**Exercise task**
Write out every record in full, exactly as written, please.

Rows from a dataset:
□ □ □

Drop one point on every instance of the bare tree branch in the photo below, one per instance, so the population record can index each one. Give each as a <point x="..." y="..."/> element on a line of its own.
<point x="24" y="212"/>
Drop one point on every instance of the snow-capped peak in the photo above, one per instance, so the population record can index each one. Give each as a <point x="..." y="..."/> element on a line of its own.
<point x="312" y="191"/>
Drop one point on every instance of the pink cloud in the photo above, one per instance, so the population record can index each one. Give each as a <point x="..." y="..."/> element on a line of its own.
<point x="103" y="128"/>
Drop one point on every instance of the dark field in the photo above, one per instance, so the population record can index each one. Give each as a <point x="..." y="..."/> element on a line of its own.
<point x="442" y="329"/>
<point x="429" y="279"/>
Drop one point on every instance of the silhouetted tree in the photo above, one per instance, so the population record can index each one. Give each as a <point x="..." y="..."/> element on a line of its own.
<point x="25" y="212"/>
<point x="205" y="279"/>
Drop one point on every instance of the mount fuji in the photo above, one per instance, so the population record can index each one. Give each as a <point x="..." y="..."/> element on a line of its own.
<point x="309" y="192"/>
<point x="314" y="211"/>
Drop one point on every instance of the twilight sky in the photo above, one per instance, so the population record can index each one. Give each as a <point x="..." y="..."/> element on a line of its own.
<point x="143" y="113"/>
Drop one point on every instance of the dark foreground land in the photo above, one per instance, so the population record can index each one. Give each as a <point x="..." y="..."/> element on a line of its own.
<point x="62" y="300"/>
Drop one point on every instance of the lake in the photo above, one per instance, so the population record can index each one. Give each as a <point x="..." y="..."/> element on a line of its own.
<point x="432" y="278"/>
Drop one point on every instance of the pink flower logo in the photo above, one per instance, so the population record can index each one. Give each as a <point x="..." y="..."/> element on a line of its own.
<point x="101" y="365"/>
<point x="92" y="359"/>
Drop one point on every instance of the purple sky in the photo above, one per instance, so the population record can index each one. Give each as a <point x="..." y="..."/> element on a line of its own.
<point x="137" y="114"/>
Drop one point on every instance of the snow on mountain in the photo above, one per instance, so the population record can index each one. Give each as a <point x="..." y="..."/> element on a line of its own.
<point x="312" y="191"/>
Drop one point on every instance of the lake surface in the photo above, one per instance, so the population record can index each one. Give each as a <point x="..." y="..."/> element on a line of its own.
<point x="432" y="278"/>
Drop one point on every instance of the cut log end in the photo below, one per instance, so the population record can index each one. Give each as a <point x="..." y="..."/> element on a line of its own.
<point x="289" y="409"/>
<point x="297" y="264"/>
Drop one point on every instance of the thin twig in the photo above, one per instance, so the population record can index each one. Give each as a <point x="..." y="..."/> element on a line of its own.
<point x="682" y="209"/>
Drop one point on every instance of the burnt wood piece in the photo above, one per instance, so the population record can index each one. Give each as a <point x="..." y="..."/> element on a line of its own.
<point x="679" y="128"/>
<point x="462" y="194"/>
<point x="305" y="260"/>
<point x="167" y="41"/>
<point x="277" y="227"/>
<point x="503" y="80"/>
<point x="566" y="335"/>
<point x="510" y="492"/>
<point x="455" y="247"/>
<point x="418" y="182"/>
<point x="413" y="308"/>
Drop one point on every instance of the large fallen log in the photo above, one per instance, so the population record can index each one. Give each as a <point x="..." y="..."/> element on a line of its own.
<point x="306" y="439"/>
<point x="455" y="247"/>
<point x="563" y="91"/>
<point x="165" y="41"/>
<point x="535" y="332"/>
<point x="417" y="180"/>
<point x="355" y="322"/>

□ □ □

**Full response**
Drop one point on every instance of the bare tree branch in the photo below, one per instance, so the population record can index each one. Give each as a <point x="..." y="..."/> element on a line of its own.
<point x="24" y="212"/>
Drop one point on every instance of the snow-capped peak in the photo above, one per instance, so the population record can index each one. Give each as a <point x="..." y="..."/> element on a line of its own.
<point x="312" y="191"/>
Drop one point on every instance of the pink cloud in the photo above, one per instance, so the population record can index each one. Give each as a <point x="..." y="..."/> element on a line of its own.
<point x="103" y="128"/>
Drop one point on every instance of the dark field in the photo above, one per instance, so the population record can index each one. Give each as a <point x="..." y="..."/> element on a line of its own.
<point x="442" y="329"/>
<point x="429" y="279"/>
Drop one point on every instance of the silhouetted tree in the photo above, one per instance, so the population record can index each one. Give each as a <point x="..." y="..."/> element on a line of its own.
<point x="25" y="212"/>
<point x="205" y="279"/>
Drop one point on every instance of the mount fuji in the photo above, one per instance, so the population record can index each one. Give each as a <point x="..." y="..."/> element on a line of its own.
<point x="309" y="192"/>
<point x="314" y="211"/>
Drop one point on every instance of the twilight sky in the photo above, one per instance, so the population record can index each one. Give each as a <point x="..." y="..."/> element on a line of its own.
<point x="143" y="113"/>
Drop one point on every instance of the dark foreground land in the photo above, one per instance, so the population record can index each one. Give each as a <point x="..." y="..."/> element on a line of its own.
<point x="62" y="300"/>
Drop one point on every instance of the lake in the photo above, one per instance, so the population record can index each one. Give each as a <point x="..." y="..."/> element on a line of its own.
<point x="432" y="278"/>
Drop one point on every instance of the pink flower logo in the photo above, one per instance, so the population record can index each one. Give each as a <point x="..." y="..."/> element on a line of its own.
<point x="101" y="365"/>
<point x="92" y="359"/>
Drop one point on every instance of the purple sky in the photo above, one per instance, so the population record can index each one. Give each as a <point x="..." y="..."/> element on a line of its own.
<point x="137" y="114"/>
Drop one point on every instance of the snow on mountain in the photo above, one per instance, so the population record can index each one. Give each as a <point x="..." y="..."/> element on a line of its own.
<point x="312" y="191"/>
Drop one point on every instance of the lake surface in the photo above, one per instance, so the population record can index each one. Give each as a <point x="..." y="..."/> element on a line of its own.
<point x="432" y="278"/>
Drop one point on every instance of the cut log end in the photo below, one per instance, so the population record can index each one. Give each as a <point x="..." y="..."/> element on a line of its own.
<point x="289" y="409"/>
<point x="297" y="264"/>
Drop one point on every instance of the thin twig in the photo above, one per instance, so the population record can index each one. Give each as a <point x="..." y="..."/> element on a line of its own.
<point x="682" y="209"/>
Drop one point on every instance of the burnt wood piece in the photo above, one per instance, so the population record can index each one. Give each as a <point x="..." y="..."/> element on a line of its own.
<point x="679" y="128"/>
<point x="462" y="194"/>
<point x="305" y="260"/>
<point x="167" y="41"/>
<point x="277" y="227"/>
<point x="503" y="80"/>
<point x="566" y="335"/>
<point x="510" y="492"/>
<point x="455" y="247"/>
<point x="418" y="182"/>
<point x="413" y="308"/>
Drop one point on every instance of the large fallen log in the photo above, one per instance, so the population record can index each one. Give each as a <point x="..." y="..."/> element on a line of its own.
<point x="306" y="439"/>
<point x="455" y="247"/>
<point x="563" y="91"/>
<point x="165" y="41"/>
<point x="535" y="332"/>
<point x="417" y="180"/>
<point x="355" y="322"/>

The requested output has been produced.